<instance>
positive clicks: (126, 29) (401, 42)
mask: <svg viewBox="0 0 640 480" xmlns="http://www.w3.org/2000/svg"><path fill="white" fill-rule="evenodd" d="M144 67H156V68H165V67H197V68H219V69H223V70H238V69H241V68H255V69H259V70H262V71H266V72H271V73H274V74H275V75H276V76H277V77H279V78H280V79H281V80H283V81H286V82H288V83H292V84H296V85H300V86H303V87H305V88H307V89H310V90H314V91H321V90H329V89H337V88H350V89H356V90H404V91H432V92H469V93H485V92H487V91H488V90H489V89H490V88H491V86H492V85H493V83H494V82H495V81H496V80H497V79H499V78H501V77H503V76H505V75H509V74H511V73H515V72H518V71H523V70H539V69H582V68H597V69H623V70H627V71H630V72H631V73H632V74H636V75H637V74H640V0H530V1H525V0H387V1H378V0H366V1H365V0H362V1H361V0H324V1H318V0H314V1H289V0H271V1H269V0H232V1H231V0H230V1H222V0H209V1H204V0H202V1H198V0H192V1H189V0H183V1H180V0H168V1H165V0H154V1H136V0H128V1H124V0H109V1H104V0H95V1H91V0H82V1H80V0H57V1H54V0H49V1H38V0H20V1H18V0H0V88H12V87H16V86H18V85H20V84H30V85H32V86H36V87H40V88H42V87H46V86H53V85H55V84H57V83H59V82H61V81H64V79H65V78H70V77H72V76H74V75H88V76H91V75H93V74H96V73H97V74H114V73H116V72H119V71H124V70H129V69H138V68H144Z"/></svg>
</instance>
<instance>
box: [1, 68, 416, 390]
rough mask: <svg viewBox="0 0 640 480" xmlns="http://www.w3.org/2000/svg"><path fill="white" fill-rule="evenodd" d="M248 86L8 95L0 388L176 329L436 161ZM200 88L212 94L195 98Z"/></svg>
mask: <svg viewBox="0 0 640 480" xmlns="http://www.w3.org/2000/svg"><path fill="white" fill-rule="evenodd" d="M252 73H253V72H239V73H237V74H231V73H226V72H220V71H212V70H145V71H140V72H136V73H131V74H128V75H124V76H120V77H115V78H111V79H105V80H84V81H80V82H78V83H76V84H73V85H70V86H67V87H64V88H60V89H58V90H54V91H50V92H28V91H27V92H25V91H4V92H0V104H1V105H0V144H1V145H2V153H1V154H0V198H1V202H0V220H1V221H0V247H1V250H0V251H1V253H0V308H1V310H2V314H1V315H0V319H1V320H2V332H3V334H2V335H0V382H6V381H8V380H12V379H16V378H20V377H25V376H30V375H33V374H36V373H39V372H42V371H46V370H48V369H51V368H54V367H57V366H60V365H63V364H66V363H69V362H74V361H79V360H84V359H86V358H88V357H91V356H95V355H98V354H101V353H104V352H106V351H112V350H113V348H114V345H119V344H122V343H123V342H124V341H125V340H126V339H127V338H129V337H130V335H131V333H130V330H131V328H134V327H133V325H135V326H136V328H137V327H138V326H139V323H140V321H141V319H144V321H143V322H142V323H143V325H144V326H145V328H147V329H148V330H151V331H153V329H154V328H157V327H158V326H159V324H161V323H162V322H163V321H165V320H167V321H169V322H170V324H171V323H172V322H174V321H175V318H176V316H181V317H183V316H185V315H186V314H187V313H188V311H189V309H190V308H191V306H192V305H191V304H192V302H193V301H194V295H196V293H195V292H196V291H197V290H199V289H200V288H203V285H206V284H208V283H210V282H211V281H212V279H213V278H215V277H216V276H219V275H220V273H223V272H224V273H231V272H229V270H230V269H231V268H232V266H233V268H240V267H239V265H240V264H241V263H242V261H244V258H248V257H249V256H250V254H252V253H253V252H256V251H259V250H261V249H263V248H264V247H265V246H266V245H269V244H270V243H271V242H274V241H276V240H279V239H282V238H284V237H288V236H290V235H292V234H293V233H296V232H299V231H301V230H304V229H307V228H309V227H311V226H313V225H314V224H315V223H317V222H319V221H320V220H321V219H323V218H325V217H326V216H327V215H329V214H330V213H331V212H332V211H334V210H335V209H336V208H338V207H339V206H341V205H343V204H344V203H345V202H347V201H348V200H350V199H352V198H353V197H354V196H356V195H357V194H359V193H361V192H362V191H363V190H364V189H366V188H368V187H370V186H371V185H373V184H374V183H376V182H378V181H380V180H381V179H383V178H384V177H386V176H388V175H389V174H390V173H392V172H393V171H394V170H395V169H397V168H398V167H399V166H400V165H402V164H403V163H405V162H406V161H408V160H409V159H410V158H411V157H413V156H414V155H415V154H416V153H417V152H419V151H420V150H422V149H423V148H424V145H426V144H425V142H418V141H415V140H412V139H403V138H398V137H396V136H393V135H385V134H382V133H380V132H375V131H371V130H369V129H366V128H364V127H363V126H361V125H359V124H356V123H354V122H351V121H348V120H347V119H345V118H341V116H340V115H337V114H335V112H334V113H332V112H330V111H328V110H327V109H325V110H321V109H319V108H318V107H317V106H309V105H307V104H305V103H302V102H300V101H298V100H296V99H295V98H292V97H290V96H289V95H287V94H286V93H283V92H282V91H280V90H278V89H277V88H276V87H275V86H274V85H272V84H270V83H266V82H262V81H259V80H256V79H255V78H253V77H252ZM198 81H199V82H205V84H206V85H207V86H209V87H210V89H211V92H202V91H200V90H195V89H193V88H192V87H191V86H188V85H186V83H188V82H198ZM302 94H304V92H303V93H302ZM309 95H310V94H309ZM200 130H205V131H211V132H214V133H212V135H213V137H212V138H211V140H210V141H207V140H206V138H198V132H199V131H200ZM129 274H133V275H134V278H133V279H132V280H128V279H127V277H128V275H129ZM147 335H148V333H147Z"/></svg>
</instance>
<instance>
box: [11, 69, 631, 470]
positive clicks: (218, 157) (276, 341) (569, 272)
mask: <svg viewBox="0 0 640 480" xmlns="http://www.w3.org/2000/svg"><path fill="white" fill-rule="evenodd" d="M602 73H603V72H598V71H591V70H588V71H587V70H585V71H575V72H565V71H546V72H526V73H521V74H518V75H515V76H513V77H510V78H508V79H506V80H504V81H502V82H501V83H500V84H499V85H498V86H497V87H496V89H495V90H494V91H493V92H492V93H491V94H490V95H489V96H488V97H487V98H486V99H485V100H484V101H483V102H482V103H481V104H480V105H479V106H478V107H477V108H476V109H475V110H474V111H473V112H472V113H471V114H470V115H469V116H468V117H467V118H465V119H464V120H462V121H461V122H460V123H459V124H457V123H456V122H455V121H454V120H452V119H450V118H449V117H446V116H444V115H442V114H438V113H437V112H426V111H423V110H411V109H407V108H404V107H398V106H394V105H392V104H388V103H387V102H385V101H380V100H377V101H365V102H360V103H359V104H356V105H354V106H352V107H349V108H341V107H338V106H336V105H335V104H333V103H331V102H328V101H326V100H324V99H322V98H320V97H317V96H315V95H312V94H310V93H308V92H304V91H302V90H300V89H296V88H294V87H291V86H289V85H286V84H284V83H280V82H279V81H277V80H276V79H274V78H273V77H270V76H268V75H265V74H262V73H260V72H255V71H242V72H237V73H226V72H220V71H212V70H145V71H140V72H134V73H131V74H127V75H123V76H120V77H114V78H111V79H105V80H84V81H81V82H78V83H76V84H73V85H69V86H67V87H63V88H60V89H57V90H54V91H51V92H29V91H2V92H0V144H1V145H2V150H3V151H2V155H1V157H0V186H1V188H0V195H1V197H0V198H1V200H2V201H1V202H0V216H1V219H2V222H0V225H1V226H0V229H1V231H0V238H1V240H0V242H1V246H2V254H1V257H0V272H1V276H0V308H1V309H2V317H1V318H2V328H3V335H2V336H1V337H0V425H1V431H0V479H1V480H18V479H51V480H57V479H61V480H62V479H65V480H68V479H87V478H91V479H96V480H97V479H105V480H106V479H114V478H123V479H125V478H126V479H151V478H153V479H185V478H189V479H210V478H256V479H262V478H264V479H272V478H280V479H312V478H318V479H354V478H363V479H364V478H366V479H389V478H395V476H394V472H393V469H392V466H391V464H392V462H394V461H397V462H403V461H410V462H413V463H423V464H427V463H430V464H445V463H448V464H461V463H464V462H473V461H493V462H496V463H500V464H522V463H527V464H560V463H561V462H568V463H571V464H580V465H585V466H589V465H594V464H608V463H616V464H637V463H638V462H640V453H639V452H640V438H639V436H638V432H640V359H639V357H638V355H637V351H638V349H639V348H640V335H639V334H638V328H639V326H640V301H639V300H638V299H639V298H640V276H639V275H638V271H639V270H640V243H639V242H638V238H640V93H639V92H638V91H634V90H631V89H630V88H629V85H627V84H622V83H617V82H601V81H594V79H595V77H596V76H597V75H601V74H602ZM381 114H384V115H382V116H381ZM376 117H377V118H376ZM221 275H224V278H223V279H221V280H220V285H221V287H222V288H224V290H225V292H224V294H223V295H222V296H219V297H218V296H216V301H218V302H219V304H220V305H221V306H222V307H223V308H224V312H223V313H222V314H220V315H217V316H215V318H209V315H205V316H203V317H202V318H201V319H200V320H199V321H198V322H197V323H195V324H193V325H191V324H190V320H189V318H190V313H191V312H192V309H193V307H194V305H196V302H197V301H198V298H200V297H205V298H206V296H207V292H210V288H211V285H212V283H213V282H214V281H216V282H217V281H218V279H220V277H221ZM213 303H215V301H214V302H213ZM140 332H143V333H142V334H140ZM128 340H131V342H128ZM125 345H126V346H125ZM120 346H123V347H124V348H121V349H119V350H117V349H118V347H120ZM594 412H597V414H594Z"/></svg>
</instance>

#### [Work request]
Copy every line of the rows above that contains the word "positive". Case counts.

#### [Problem solution]
positive clicks: (126, 29) (401, 42)
positive clicks: (218, 157) (276, 341) (569, 272)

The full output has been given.